**GOAL**: Continue the discussion of labor as the substance of value from the point where it stops.

**SOURCE**:
◆ ◆ ◆ ◆ ◆

This is very short, thank you.
Have you a little (not too much) longer answer which does not appeal to
authority. I thought that you, as me, are not interested as such in the
word of the master.
BTW: take whatever theory, which admits that (money) profits exist in
capitalism. *Assume* that commodities are only produced by labour (abstract
l., or whatever kind of labour), so that labour is the only 'productive'
factor. Marx' answer would still fit this situation , which I understand
it's not yours.
Now, go and give a look at Sraffa in the 1960 book. He puts the net product
in prices equal to 1. Then he also put the direct labour of the society
equal to 1. Then assume that there is a wage (share) higher than zero. What
is Sraffa's implied answer to "How does M => (M + dM)?", at the systemic
level (don't worry about relative prices!). Labour.
Of course, you may answer me that here you don't have the dialectical
systematic presentation, etc. Is this necessarily a weakness? Or tu put in
a different way: don't should we explain why we must take a difficult,
roundabout, complicate way to give the same answer?
Similar train of thought may be applied to a lot of other thinkers:
Kalecki, Kaldor, Robinson, even Keynes, and so on, and so on.
Note: I am definitely NOT a Sraffian. But the question is there.
>
>>The reference to Classical Political
>> Economy is worrying me. Smith has the idea that labour is the source of
>> value, because labour is the *active* element in production,
>
>That is right as far as it goes
>>in whatever
>> mode of production.
>
>But that is not, because Value is a category specific to capitalism.
Also for Smith? I was talking about Smith.
>This cannot be Marx's perspective (I hold with
>>I would like to
>> understand how the systematic dialectical presentation explain why labour
>> is the source of *value*, a statement which I hold is valid *only* in
>> capitalism.
>
>And so does VFT
>
>> My difficulty of course is to understand how it is possible to
>> have 'labour' in the theory of value without labour as the substance of
>> value.
>
>Could you explain briefly what you mean by 'labour is the *substance* of
>value'?
I'll give you my answer in the (next?) future. But don't you think that I
may give you a similar answer as yours above, that is: "I mean what Marx
means when he says that (abstract) labour is the substance of value, and
that it can also be measured in hours"?
>
>> while I understand that
>> you and Geert dissociate now from labour as the substance of value.

◆ ◆ ◆ ◆ ◆

[Items from a data source]
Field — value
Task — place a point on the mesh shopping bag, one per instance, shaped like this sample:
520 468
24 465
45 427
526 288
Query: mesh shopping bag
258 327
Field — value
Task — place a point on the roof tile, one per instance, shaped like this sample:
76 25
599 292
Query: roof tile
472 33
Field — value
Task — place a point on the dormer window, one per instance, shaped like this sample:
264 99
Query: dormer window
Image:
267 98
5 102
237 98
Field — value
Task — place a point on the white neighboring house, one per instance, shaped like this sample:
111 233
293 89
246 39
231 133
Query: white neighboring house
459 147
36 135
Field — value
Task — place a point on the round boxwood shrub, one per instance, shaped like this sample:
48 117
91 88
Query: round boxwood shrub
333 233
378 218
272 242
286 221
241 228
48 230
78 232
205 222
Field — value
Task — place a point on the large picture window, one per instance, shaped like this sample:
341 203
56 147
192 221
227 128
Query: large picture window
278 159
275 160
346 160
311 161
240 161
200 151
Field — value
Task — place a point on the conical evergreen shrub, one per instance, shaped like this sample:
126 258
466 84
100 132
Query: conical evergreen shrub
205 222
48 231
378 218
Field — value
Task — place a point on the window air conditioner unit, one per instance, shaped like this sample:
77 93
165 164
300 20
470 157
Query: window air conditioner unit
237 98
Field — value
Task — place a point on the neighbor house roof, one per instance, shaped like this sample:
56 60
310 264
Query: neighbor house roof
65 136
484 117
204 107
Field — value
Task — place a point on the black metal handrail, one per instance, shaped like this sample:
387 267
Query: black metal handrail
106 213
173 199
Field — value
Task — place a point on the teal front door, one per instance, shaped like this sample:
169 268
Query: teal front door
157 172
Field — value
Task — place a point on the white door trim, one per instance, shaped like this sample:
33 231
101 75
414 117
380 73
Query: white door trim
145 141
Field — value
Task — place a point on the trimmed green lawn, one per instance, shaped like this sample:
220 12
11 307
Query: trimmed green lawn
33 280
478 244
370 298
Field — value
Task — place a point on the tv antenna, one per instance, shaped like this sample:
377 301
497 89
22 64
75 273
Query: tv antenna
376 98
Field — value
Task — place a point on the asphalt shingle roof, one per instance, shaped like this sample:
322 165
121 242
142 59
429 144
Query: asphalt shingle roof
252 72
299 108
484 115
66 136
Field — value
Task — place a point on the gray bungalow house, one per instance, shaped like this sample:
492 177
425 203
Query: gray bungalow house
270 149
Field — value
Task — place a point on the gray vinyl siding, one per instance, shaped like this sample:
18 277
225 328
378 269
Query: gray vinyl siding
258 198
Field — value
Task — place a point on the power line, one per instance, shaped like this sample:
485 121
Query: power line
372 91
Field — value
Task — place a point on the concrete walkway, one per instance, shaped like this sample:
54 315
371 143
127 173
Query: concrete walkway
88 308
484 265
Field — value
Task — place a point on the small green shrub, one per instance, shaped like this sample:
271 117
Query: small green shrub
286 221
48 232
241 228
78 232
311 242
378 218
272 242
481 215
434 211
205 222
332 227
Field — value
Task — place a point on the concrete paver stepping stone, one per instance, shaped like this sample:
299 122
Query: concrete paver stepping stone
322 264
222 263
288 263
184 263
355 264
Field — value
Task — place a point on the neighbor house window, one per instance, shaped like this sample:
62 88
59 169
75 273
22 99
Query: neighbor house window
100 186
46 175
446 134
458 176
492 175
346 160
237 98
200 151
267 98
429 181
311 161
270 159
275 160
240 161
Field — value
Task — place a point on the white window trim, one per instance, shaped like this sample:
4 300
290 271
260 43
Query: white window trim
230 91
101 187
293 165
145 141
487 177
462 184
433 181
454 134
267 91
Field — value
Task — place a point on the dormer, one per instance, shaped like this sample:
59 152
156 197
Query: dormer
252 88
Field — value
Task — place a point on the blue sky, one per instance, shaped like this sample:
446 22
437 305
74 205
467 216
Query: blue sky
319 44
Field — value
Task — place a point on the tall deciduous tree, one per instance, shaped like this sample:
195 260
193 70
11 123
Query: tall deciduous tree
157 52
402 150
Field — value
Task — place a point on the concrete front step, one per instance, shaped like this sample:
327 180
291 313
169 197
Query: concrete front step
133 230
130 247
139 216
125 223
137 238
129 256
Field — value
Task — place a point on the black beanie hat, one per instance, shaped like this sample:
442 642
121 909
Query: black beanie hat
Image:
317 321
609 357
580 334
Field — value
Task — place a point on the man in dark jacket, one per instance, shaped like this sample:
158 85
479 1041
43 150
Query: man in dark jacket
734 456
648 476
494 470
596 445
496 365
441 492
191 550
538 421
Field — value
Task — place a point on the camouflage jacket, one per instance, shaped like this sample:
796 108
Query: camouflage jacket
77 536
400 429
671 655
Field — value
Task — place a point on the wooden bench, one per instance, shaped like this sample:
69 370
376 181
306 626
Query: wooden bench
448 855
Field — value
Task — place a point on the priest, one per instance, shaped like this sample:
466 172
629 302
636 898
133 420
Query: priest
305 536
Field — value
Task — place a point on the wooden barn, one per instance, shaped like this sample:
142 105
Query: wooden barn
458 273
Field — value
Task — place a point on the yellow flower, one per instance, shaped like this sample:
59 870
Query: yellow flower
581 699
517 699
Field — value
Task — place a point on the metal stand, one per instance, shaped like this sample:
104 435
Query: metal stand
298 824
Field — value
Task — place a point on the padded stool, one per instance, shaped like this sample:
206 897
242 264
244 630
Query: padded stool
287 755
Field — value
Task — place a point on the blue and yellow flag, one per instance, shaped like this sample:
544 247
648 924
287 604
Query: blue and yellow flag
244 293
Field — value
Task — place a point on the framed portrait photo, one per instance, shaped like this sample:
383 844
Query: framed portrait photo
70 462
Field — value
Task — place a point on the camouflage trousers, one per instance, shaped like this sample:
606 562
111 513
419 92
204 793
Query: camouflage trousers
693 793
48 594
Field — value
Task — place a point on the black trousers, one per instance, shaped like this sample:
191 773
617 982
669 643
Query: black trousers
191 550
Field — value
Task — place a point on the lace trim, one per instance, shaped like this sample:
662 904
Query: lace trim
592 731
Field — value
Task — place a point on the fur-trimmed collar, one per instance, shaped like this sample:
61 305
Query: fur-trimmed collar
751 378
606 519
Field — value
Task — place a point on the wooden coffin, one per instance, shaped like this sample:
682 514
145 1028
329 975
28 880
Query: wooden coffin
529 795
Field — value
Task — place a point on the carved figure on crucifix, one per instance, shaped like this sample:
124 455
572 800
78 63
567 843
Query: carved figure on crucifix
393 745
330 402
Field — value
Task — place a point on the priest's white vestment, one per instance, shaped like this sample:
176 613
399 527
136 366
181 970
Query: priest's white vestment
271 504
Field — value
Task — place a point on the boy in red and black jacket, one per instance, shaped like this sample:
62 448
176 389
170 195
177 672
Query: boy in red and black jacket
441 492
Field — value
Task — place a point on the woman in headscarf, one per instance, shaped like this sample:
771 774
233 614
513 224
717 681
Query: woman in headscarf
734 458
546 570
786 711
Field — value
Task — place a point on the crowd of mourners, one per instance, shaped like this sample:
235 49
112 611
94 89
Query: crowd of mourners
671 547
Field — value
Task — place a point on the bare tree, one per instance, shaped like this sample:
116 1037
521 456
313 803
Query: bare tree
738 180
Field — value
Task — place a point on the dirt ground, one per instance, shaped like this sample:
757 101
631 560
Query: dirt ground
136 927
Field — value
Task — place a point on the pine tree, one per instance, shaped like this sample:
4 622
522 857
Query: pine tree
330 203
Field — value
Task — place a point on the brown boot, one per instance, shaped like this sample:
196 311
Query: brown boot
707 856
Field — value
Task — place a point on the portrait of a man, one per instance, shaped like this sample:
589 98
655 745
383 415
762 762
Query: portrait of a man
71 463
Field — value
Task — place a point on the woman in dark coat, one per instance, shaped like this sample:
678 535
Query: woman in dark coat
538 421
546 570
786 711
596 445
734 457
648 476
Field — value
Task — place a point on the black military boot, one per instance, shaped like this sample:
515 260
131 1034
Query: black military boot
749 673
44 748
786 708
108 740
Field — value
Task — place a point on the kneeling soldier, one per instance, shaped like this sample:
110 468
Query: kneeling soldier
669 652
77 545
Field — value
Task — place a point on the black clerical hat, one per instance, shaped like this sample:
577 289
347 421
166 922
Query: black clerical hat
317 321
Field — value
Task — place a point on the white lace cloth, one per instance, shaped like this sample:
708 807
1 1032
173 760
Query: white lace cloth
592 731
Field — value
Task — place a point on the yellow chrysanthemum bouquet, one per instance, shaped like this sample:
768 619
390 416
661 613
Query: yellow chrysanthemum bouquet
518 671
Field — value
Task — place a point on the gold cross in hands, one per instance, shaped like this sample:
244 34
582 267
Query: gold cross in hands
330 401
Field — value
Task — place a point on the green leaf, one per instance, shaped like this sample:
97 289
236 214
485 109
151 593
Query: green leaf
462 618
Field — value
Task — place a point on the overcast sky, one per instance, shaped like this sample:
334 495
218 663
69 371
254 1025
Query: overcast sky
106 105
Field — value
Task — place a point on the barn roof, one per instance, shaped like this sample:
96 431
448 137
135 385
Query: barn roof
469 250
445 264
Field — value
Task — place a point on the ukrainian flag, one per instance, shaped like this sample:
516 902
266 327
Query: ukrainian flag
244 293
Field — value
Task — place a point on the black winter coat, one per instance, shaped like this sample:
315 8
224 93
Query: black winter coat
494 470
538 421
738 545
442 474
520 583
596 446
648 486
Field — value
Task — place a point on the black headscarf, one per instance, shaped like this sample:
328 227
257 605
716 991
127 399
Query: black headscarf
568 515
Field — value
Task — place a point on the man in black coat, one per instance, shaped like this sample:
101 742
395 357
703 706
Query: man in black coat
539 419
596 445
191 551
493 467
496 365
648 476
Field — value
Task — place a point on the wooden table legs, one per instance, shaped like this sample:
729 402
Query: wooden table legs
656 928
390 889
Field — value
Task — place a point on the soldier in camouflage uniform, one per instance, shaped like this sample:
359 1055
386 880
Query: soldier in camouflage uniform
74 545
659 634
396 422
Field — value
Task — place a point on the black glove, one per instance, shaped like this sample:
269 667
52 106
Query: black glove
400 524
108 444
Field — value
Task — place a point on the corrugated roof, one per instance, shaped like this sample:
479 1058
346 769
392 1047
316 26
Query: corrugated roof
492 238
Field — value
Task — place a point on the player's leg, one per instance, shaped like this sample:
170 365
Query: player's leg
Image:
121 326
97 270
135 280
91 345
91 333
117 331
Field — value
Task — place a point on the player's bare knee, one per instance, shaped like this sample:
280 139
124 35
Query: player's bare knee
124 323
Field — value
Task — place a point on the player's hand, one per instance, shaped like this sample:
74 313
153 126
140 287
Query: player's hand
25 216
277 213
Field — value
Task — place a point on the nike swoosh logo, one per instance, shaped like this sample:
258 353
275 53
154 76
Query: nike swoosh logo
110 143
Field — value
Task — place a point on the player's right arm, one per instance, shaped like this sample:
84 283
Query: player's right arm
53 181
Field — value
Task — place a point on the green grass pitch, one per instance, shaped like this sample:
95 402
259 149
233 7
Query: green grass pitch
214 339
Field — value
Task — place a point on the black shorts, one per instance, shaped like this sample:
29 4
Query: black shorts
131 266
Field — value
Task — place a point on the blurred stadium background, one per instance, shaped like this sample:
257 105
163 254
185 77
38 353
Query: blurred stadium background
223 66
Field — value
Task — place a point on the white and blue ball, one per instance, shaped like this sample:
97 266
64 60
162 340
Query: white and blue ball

◆ ◆ ◆ ◆ ◆

**TASK RESPONSE**:
>
>I'm not sure about Geert, beyond that I think he is of the view that
>'substance' in any rigorous sense is an inappropriate term in the context of
>value-theory. In several recent posts I have explained why imo value is a
>predicate, a property, and so it must be a property *of* something, and that
>something is the Commodity.
Agreed. But the converse is true: the commodity is a commodity because it
is the product of(potential) abstract labour, i.e. the living labour of
the wage worker. Look at Rubin's paper in C&C, n. 5 (I guess). And look at
Marx in the Grundrisse when he speaks of the living labour of the wage
worker as abstract labour 'dunamei'.
>A property can not have a substance, it can only
>be the property of a substance, and you are obviously not claiming that
>Value is a property of abstract labour.
I claim that abstract labour is value in motion.
>
>> So
>> don't think I am derogatory towards any of the surnames I've done.
>
>Neither do I. What I said was misplaced and flat-footed irony. Forget it.
Don't worry.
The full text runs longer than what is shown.